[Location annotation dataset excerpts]
━━━━━━━━━━━━━━━━━━━━

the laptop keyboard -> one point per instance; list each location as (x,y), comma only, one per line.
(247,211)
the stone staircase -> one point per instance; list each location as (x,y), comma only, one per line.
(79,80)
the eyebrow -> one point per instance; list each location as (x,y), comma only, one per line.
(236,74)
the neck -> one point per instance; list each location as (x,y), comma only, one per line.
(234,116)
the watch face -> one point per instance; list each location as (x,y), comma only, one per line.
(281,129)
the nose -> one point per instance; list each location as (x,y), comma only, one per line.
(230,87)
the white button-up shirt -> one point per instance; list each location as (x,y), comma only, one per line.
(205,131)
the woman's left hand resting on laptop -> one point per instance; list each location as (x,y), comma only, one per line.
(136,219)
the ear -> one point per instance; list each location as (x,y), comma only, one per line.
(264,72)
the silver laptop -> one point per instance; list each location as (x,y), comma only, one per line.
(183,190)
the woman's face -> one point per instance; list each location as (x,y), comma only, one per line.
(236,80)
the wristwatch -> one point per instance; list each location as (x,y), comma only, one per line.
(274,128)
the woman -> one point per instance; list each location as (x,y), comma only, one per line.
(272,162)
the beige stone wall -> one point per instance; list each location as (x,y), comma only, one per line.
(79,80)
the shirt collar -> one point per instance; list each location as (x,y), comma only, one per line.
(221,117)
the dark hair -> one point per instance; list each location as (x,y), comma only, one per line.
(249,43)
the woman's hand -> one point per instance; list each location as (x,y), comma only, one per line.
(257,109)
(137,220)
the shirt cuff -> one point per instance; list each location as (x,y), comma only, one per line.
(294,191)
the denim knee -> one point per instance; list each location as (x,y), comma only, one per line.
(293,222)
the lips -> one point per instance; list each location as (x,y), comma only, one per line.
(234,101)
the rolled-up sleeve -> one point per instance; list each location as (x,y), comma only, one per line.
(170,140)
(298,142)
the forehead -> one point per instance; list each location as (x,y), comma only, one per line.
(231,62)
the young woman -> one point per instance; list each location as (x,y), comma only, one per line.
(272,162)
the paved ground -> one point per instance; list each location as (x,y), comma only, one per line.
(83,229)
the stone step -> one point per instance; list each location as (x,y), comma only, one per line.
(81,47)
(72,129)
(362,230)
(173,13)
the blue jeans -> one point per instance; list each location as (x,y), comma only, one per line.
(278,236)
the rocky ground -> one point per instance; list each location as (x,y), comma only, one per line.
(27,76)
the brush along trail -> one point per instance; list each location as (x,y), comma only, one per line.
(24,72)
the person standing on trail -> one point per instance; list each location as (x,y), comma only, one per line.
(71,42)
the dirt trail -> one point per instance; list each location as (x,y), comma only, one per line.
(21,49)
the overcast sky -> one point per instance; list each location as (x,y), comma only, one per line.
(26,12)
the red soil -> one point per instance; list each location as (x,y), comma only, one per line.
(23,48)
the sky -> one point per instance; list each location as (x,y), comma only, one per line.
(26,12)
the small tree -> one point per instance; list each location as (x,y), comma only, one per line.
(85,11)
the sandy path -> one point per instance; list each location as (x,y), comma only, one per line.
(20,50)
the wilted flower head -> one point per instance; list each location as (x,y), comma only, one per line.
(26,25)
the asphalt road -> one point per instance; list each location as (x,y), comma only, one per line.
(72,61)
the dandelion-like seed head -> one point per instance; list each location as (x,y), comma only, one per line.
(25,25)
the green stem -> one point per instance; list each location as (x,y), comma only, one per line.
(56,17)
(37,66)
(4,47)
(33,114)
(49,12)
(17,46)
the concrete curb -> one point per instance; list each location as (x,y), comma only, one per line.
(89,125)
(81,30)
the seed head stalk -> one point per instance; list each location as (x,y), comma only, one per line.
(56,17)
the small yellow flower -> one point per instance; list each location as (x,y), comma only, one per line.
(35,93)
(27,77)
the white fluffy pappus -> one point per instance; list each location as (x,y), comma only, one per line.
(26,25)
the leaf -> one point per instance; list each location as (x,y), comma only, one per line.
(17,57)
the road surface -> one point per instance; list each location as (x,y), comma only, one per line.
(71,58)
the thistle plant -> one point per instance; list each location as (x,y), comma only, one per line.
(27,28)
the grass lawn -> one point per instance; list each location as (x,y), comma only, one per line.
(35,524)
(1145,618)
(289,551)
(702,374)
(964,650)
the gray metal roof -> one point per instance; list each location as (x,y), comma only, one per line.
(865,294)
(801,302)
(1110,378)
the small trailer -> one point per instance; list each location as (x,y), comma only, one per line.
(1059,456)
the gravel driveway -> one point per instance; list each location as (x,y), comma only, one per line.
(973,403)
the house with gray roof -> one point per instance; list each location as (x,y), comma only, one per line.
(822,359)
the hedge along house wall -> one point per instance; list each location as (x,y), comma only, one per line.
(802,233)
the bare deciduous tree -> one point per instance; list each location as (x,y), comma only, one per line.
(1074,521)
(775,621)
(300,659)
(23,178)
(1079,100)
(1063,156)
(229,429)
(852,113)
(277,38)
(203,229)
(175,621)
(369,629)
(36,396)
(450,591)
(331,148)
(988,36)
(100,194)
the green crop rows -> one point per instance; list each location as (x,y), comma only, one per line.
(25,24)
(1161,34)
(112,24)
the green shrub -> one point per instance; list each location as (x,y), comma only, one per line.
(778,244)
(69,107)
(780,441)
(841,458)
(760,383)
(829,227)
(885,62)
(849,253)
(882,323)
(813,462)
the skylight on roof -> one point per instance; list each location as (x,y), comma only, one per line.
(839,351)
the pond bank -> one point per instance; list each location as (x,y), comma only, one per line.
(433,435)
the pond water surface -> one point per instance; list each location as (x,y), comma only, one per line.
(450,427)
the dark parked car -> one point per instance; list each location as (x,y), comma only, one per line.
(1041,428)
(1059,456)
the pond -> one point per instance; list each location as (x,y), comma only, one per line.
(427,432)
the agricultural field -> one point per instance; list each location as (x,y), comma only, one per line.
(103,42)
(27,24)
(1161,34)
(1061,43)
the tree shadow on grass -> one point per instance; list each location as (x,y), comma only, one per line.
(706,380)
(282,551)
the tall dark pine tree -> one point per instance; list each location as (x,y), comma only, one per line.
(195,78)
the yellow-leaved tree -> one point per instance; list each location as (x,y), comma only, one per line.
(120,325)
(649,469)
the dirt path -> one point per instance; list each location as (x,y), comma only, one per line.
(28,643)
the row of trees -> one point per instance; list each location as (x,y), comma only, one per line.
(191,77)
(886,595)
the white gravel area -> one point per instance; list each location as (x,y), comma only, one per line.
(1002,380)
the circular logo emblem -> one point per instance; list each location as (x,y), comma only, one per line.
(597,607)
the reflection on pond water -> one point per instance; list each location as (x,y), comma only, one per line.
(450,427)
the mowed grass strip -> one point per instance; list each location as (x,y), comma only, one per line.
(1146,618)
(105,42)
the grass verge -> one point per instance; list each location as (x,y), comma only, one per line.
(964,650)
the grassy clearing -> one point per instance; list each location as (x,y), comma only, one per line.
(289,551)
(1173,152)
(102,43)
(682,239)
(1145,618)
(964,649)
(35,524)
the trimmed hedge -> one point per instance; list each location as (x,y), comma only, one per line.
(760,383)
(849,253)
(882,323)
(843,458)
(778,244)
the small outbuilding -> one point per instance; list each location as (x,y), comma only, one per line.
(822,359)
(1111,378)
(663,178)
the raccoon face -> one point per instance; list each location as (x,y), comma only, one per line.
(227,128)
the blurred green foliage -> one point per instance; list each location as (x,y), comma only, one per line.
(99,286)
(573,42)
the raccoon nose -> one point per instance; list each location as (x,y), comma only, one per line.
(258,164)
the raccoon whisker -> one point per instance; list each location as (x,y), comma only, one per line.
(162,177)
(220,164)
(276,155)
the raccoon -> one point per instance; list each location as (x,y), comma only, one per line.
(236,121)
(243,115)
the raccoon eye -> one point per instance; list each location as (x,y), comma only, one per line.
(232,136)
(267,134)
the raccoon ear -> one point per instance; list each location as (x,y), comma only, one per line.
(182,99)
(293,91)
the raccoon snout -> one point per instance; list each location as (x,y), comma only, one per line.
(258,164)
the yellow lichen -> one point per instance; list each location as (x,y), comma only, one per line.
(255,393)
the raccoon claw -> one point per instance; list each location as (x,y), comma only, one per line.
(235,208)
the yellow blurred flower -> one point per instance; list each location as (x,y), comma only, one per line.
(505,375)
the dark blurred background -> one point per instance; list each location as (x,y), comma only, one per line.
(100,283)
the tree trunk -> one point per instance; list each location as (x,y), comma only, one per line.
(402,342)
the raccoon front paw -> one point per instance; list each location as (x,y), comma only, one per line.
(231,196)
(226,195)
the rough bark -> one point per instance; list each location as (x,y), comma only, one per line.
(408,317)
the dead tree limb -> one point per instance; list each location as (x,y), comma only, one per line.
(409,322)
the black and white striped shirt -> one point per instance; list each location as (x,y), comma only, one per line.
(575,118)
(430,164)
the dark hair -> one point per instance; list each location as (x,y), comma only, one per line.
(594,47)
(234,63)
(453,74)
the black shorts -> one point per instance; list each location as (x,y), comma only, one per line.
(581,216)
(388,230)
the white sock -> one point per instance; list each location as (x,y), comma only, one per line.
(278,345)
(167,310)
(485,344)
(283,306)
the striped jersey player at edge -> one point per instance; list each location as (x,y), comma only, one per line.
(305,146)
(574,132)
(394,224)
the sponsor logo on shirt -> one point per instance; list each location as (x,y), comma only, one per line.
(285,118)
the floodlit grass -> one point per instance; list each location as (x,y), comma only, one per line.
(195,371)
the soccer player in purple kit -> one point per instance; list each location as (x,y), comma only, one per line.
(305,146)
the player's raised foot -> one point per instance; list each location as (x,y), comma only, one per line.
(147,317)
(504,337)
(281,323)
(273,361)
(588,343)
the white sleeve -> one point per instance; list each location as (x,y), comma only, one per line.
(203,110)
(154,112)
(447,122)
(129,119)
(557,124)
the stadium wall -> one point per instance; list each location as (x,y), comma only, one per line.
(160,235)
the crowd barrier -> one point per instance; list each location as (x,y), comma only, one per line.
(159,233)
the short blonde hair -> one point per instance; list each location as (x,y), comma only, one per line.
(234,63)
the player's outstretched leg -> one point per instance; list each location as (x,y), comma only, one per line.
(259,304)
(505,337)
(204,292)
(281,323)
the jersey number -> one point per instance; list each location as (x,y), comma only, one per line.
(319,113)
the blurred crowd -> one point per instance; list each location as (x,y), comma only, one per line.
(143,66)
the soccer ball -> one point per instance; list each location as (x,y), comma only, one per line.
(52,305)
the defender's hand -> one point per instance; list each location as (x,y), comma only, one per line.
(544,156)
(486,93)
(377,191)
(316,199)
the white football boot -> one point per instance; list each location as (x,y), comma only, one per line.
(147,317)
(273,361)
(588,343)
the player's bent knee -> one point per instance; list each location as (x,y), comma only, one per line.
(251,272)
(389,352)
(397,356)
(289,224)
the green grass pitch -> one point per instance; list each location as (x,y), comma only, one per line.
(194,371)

━━━━━━━━━━━━━━━━━━━━

**Your instructions**
Nothing but the lines from the one with "the white sleeve" through the last line should be repeated, each exactly as it stands.

**Task response**
the white sleeve -> one point per instance; list each location as (x,y), comma only, one per line.
(203,110)
(154,112)
(447,122)
(129,119)
(557,124)
the stadium wall -> one point per instance; list each location as (x,y), comma only, one per line.
(160,235)
the crowd barrier -> one point per instance; list each location as (x,y), comma only, one per line.
(159,233)
the short blonde hair -> one point per instance; list each location as (x,y), comma only, one per line.
(234,63)
the player's outstretched leg -> one point per instance; list each location as (x,y), comma only, one per line.
(259,304)
(505,337)
(204,292)
(281,323)
the jersey number -> one point per instance; list each location as (x,y), comma only, one per line.
(319,113)
the blurred crowd -> one point per instance; list each location as (x,y), comma only, one per line.
(143,66)
the soccer ball -> one point per instance; list each location as (x,y), comma only, one per line.
(52,305)
the defender's hand -> one point per instance; list each location as (x,y), comma only, one per line.
(544,156)
(486,93)
(377,191)
(316,199)
the white football boot -> one point per instance; list each location as (x,y), comma only, one per line.
(147,317)
(273,361)
(588,343)
the player's bent knee -> one point per instance; list each location as (x,y), comma only, one per line.
(251,272)
(389,352)
(397,356)
(289,224)
the green grass pitch -> one point per instance; list each location as (x,y), comma only, one per line.
(194,371)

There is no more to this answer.